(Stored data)
************
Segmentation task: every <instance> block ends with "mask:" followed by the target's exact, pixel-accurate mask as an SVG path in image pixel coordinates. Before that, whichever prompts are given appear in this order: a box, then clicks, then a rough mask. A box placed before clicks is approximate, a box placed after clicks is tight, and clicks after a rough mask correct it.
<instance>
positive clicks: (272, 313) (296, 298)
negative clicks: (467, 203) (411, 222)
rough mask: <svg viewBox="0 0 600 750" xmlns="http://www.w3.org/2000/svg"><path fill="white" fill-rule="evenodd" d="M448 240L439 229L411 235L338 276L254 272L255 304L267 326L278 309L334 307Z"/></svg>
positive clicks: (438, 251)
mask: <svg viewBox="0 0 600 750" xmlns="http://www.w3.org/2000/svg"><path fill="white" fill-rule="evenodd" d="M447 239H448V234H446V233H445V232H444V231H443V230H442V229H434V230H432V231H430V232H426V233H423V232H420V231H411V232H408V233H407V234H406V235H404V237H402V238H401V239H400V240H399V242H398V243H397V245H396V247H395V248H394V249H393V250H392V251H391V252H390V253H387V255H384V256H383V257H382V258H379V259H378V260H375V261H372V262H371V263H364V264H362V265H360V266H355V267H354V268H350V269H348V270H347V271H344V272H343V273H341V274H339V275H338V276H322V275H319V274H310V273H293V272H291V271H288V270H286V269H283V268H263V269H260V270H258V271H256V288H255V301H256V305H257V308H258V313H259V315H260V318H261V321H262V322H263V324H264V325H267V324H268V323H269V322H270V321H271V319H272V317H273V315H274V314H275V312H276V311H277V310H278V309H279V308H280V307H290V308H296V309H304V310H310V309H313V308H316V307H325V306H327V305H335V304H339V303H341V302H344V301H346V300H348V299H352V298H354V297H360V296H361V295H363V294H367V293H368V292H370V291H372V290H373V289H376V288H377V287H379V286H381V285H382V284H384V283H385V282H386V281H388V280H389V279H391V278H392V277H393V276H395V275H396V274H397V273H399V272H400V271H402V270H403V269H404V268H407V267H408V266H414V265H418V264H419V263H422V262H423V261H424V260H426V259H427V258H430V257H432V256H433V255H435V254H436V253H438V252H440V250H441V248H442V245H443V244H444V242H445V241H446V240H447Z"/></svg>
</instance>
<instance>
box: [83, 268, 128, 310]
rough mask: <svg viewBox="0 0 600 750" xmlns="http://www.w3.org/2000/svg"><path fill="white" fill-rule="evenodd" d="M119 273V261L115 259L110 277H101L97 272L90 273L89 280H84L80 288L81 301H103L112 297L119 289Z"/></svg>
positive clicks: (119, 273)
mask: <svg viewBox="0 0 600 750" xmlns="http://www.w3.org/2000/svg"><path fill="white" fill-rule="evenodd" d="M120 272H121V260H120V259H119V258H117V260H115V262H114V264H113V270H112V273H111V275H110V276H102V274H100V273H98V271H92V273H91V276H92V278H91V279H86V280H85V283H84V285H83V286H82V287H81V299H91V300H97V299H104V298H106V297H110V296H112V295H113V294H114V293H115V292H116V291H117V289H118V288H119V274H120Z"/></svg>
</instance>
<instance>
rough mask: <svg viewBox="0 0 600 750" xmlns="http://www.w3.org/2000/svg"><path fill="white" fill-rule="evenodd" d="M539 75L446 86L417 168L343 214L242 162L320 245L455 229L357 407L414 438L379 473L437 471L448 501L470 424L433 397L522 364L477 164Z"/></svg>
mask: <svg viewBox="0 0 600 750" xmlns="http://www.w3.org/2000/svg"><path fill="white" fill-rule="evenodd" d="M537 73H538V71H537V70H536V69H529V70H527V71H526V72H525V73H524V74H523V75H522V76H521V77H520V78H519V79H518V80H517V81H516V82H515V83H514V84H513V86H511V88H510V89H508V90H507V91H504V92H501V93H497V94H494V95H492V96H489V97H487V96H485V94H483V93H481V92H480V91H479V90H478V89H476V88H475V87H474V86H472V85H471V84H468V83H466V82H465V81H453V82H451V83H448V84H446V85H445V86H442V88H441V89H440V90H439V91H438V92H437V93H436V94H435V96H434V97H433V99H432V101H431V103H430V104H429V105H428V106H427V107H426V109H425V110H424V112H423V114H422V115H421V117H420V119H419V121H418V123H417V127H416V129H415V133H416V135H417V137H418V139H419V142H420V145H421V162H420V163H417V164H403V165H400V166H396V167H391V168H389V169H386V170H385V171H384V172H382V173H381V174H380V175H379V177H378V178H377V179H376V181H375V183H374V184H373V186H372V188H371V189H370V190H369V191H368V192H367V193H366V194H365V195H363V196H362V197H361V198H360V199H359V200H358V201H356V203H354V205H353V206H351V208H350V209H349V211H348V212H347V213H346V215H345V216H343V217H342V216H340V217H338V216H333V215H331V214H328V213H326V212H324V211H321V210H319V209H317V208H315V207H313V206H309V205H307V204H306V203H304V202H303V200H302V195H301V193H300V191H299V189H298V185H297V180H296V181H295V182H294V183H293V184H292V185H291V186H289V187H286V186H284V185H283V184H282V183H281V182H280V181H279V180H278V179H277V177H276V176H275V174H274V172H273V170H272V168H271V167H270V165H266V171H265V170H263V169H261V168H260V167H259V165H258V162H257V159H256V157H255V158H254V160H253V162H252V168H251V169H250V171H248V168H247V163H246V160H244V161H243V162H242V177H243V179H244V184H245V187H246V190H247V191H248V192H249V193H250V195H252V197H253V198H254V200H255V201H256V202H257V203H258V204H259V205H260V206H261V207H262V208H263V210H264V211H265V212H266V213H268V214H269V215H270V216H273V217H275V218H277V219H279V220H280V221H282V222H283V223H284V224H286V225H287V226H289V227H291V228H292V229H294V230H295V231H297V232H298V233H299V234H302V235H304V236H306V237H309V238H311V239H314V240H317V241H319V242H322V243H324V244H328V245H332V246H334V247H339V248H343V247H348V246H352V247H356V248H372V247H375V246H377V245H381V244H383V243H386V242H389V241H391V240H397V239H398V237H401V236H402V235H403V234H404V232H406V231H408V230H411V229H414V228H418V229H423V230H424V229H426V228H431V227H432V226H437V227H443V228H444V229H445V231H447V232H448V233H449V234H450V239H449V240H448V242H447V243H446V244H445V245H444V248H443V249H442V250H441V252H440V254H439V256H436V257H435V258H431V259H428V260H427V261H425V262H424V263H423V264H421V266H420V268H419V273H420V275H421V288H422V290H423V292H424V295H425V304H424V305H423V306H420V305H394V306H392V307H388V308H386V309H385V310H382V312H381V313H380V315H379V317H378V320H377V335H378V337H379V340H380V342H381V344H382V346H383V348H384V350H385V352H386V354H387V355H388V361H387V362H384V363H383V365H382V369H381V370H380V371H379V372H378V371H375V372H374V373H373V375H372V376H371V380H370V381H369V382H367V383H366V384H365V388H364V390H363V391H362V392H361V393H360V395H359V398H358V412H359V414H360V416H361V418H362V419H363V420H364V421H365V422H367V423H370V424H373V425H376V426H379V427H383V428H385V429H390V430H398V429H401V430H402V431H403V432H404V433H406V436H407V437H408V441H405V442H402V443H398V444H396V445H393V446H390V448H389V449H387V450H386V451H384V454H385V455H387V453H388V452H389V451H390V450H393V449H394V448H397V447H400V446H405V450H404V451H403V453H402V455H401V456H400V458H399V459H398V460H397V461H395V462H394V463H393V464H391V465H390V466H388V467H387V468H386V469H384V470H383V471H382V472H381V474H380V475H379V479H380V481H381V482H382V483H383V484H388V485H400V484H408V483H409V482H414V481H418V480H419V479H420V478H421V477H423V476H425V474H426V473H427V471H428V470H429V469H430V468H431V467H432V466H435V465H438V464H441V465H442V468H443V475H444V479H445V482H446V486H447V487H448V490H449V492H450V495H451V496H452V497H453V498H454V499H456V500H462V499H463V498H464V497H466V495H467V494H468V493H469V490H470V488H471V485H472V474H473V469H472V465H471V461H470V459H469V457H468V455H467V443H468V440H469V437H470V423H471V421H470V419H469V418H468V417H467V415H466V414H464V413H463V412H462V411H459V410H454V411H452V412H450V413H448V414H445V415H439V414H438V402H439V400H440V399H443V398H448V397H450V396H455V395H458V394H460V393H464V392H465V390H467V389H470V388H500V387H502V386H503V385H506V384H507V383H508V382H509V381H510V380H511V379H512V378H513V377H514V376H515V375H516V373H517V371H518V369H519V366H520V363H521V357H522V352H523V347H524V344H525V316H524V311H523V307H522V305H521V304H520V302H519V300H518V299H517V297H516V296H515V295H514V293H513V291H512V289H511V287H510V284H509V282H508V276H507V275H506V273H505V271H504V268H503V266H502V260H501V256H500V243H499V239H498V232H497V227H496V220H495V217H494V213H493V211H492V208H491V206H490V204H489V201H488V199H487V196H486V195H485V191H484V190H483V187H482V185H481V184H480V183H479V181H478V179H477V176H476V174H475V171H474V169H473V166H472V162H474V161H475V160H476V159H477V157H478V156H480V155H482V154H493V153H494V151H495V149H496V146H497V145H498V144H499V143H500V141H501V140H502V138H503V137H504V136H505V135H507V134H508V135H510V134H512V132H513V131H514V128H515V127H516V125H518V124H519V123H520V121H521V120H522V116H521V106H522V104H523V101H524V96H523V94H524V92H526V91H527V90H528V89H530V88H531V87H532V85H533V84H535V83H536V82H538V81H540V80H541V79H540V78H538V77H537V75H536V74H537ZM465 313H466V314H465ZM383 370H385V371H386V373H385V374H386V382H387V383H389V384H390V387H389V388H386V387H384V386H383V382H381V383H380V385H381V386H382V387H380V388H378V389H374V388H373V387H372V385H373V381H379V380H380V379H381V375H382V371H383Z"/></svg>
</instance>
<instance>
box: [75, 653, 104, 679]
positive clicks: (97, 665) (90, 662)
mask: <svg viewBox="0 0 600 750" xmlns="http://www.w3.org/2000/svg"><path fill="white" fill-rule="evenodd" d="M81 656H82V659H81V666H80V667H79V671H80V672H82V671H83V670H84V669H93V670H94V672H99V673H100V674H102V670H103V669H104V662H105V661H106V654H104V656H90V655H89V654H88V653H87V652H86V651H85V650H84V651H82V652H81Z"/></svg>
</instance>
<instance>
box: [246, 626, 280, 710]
************
TASK TO CARRY OUT
Copy the records above faithfully. Begin at their first line, end at the line containing "240L439 229L411 235L338", and include nothing else.

EXERCISE OUTPUT
Segmentation task: every <instance> block ends with "mask:" followed by the target's exact, pixel-accurate mask as an SVG path in image pixel coordinates. Before that, whichever prompts are given appear in this order: a box, then clicks, then a rough mask. A box placed before clicks is approximate, a box placed after clicks is tight, and clicks after a rough mask correct it.
<instance>
positive clicks: (272, 313) (296, 298)
negative clicks: (467, 203) (411, 222)
rough mask: <svg viewBox="0 0 600 750" xmlns="http://www.w3.org/2000/svg"><path fill="white" fill-rule="evenodd" d="M448 240L439 229L411 235L338 276L254 272L255 304L267 326L278 309L334 307Z"/></svg>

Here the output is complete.